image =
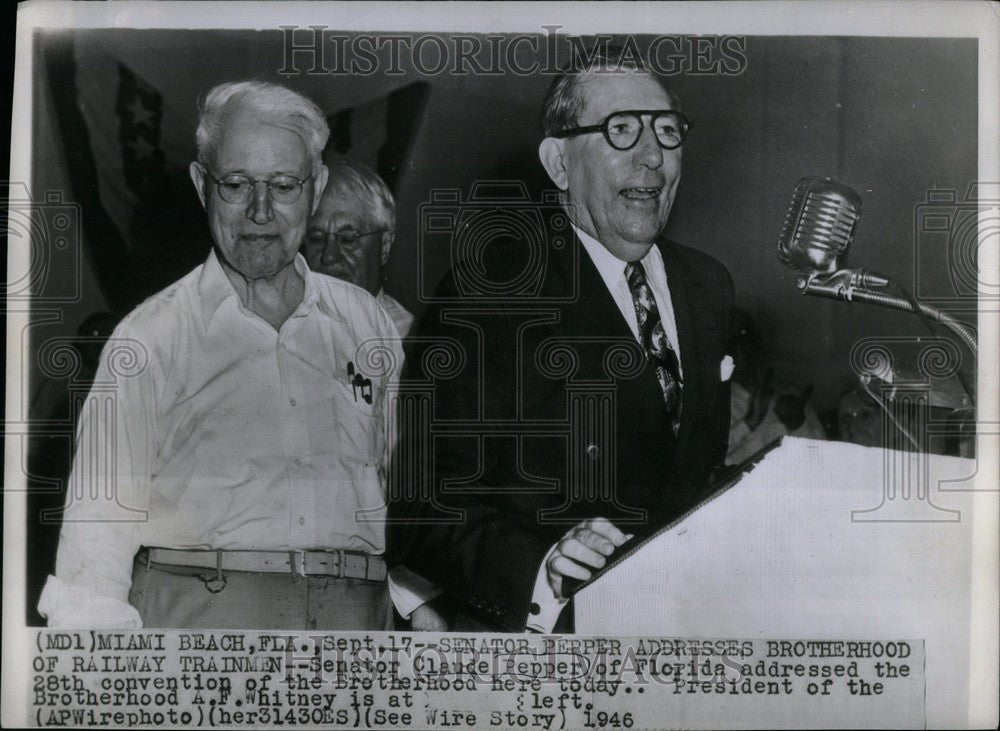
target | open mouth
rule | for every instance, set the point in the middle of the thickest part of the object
(258, 238)
(640, 194)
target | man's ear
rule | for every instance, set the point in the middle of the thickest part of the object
(197, 173)
(552, 153)
(319, 185)
(387, 238)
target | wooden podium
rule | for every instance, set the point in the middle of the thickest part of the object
(829, 541)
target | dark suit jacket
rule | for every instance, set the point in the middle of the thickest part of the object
(528, 406)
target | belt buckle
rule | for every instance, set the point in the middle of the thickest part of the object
(359, 566)
(297, 560)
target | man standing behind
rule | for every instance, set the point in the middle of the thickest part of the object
(245, 454)
(615, 307)
(351, 233)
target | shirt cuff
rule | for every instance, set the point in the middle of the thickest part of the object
(69, 606)
(409, 590)
(545, 606)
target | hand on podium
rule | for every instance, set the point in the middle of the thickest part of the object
(583, 548)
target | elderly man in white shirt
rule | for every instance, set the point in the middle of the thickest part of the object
(230, 463)
(352, 231)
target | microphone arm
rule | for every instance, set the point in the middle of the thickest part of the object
(853, 285)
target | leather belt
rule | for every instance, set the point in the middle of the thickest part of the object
(345, 564)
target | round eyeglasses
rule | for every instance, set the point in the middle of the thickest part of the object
(344, 240)
(623, 129)
(238, 188)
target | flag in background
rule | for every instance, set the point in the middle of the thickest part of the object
(130, 144)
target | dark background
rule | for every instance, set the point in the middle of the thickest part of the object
(893, 118)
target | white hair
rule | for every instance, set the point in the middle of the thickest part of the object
(270, 103)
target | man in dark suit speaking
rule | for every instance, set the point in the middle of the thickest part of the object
(568, 383)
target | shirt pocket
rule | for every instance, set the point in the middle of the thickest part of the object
(360, 426)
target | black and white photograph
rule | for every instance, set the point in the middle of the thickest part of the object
(503, 365)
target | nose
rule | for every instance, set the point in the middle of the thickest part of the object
(331, 251)
(259, 208)
(647, 150)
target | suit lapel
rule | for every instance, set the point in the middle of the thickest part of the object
(685, 307)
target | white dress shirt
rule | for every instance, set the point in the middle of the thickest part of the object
(208, 429)
(612, 271)
(401, 317)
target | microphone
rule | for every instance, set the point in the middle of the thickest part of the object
(818, 229)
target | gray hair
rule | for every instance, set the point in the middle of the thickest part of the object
(270, 103)
(562, 106)
(355, 175)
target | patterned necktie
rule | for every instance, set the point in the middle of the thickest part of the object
(654, 340)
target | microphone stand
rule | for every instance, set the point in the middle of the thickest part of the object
(855, 285)
(852, 285)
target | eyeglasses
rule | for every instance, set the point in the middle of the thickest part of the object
(343, 240)
(623, 129)
(237, 188)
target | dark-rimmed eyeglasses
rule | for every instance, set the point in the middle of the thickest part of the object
(623, 129)
(238, 188)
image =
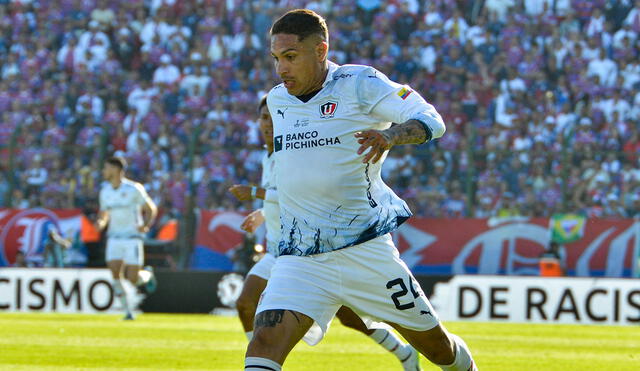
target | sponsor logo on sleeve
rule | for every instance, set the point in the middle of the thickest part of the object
(404, 93)
(277, 143)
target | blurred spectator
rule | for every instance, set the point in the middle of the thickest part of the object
(539, 98)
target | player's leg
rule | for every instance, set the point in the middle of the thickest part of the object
(248, 302)
(132, 273)
(300, 291)
(441, 347)
(276, 332)
(385, 338)
(386, 289)
(114, 256)
(142, 278)
(253, 286)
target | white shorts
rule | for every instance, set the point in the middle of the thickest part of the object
(129, 250)
(369, 278)
(263, 267)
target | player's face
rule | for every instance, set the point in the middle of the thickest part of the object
(266, 126)
(299, 63)
(109, 172)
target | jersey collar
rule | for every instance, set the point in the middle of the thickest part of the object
(332, 68)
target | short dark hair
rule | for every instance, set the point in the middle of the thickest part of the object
(117, 161)
(263, 102)
(303, 23)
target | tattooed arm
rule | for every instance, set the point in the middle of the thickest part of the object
(409, 132)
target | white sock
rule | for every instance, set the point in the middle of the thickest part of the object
(463, 360)
(120, 291)
(143, 277)
(391, 342)
(260, 364)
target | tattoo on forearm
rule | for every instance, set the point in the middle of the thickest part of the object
(410, 132)
(269, 318)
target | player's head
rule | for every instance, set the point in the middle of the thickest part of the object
(266, 125)
(299, 45)
(114, 168)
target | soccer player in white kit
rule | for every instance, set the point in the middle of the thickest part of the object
(332, 130)
(129, 211)
(257, 278)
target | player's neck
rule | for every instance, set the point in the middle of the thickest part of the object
(115, 182)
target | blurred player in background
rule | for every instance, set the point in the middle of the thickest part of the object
(129, 211)
(258, 276)
(332, 131)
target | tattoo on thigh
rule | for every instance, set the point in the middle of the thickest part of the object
(269, 318)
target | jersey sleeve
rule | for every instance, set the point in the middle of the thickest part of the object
(103, 201)
(142, 197)
(271, 195)
(392, 102)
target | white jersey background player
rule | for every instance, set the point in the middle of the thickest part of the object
(332, 130)
(259, 274)
(129, 212)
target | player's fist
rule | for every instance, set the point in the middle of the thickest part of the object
(252, 221)
(376, 141)
(241, 192)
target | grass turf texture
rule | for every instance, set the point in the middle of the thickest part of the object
(201, 342)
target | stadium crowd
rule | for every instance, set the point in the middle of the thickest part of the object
(540, 97)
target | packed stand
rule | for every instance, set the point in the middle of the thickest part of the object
(540, 97)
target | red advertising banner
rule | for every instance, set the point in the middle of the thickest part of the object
(26, 230)
(469, 246)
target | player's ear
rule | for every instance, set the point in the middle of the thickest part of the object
(322, 48)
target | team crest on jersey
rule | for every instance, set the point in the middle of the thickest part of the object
(328, 109)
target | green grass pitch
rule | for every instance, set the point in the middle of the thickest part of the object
(202, 342)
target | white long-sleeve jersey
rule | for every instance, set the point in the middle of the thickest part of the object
(124, 205)
(270, 206)
(328, 198)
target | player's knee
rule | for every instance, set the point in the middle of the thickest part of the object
(246, 305)
(263, 342)
(439, 349)
(348, 322)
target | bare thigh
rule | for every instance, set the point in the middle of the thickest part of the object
(131, 273)
(115, 266)
(276, 332)
(248, 300)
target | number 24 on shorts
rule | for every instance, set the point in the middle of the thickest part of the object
(396, 296)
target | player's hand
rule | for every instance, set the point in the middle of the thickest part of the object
(241, 192)
(252, 221)
(99, 225)
(378, 142)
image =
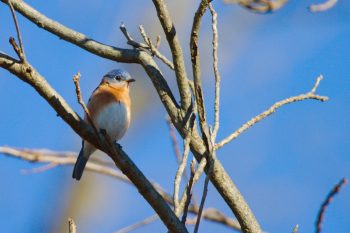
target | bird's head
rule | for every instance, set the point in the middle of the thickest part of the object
(118, 78)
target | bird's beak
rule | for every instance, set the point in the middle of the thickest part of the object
(130, 80)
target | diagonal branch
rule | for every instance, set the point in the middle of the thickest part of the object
(216, 71)
(20, 50)
(196, 69)
(102, 50)
(326, 203)
(310, 95)
(29, 75)
(69, 158)
(176, 51)
(153, 48)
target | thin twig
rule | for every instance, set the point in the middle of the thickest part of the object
(130, 40)
(69, 158)
(196, 69)
(20, 52)
(180, 172)
(72, 227)
(326, 203)
(76, 79)
(260, 6)
(176, 51)
(139, 224)
(272, 109)
(189, 191)
(212, 158)
(328, 4)
(198, 172)
(216, 71)
(173, 138)
(153, 48)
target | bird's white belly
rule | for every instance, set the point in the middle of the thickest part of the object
(115, 119)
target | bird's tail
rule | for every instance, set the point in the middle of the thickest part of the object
(79, 165)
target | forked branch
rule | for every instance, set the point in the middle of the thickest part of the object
(310, 95)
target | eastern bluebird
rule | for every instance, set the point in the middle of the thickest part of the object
(109, 109)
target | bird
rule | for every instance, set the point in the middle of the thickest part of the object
(109, 110)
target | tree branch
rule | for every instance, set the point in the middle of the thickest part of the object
(153, 49)
(196, 69)
(106, 51)
(328, 4)
(272, 109)
(216, 71)
(326, 203)
(20, 50)
(69, 158)
(29, 75)
(176, 51)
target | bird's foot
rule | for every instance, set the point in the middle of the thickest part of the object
(103, 132)
(118, 145)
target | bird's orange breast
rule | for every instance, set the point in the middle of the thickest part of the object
(106, 94)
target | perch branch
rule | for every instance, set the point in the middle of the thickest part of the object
(29, 75)
(179, 174)
(196, 69)
(310, 95)
(219, 177)
(326, 203)
(216, 71)
(212, 160)
(69, 158)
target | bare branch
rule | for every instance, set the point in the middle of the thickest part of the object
(142, 223)
(188, 192)
(179, 174)
(72, 228)
(260, 6)
(176, 51)
(216, 71)
(153, 48)
(326, 203)
(173, 138)
(20, 51)
(219, 177)
(196, 69)
(69, 158)
(102, 50)
(328, 4)
(28, 74)
(272, 109)
(130, 40)
(212, 160)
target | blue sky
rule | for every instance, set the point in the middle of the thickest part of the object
(284, 166)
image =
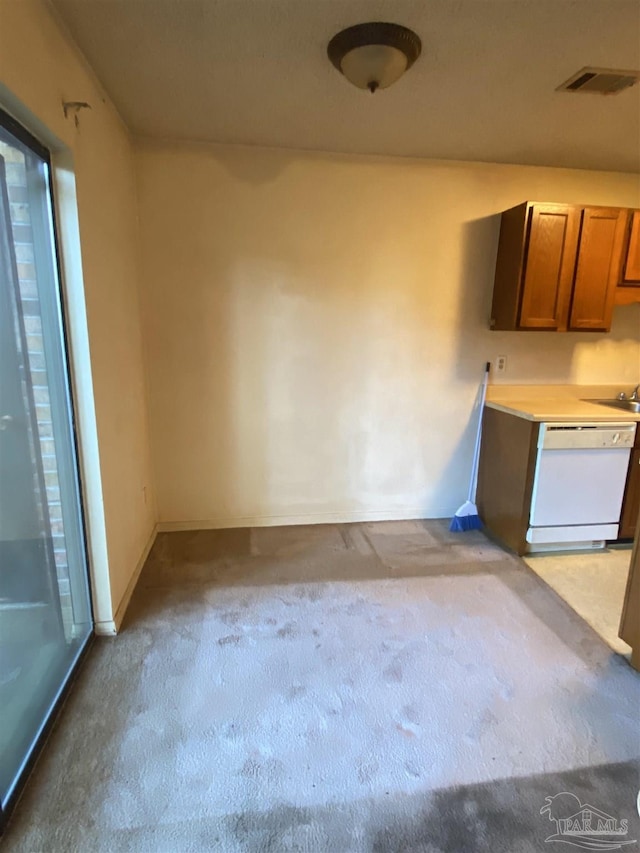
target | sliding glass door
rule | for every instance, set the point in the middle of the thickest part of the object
(45, 613)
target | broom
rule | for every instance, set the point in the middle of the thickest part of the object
(467, 518)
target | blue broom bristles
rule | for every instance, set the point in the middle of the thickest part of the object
(460, 523)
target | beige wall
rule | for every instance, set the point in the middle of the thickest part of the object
(39, 68)
(317, 327)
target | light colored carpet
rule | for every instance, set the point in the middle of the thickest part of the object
(593, 584)
(345, 688)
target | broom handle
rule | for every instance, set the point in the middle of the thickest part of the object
(473, 485)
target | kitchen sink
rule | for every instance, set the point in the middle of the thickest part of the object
(626, 405)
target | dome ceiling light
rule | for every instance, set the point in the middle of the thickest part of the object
(373, 56)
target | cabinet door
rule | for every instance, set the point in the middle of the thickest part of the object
(549, 264)
(598, 268)
(631, 267)
(631, 505)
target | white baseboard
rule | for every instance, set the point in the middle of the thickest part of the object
(338, 517)
(110, 627)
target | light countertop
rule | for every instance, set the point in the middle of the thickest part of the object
(559, 403)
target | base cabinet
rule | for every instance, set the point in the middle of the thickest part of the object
(505, 476)
(506, 471)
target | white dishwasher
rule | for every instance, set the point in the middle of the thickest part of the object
(578, 485)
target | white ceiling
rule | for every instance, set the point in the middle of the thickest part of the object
(256, 72)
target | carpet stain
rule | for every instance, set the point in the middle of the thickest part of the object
(230, 640)
(422, 720)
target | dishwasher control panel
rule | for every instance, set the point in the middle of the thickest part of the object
(564, 436)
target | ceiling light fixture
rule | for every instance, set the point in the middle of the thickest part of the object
(373, 56)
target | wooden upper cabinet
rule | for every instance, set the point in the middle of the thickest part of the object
(631, 266)
(598, 268)
(548, 271)
(557, 267)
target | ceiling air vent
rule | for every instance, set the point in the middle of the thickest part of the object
(600, 81)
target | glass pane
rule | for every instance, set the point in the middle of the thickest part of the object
(45, 614)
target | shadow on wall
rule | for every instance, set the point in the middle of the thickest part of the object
(533, 357)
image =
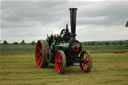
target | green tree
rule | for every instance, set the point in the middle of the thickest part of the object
(33, 43)
(5, 42)
(15, 43)
(23, 42)
(126, 25)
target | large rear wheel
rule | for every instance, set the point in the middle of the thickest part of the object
(41, 54)
(86, 61)
(60, 62)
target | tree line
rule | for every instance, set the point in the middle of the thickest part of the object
(21, 43)
(106, 43)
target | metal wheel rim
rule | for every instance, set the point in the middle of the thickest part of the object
(84, 62)
(58, 62)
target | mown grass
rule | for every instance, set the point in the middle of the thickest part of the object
(20, 69)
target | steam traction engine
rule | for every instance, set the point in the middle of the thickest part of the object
(63, 50)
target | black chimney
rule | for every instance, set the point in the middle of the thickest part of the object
(73, 22)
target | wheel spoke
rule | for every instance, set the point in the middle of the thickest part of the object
(85, 61)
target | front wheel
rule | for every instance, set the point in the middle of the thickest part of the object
(60, 62)
(86, 61)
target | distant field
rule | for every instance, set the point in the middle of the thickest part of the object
(29, 47)
(20, 69)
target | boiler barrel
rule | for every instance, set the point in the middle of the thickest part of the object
(73, 13)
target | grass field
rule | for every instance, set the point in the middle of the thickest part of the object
(20, 69)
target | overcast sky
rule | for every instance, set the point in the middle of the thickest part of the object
(32, 20)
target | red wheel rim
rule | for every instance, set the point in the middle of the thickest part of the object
(58, 62)
(38, 54)
(84, 62)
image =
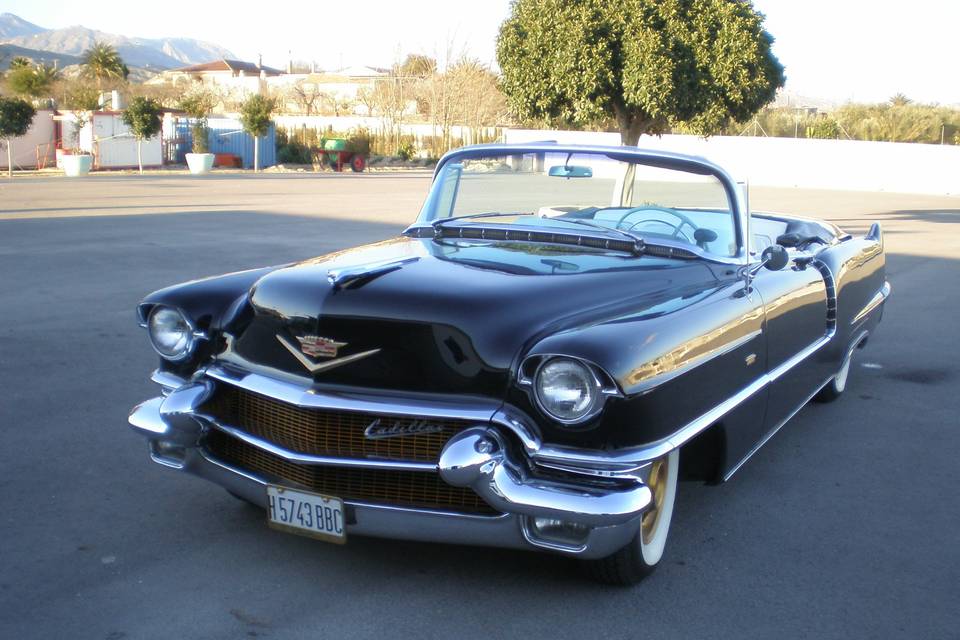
==============================
WHAT YOU NEED TO DO: Report every line of the records above that contains the word "dishwasher", treating uppercase and lowercase letters as different.

FINISHED EXERCISE:
target | white dishwasher
target | dishwasher control panel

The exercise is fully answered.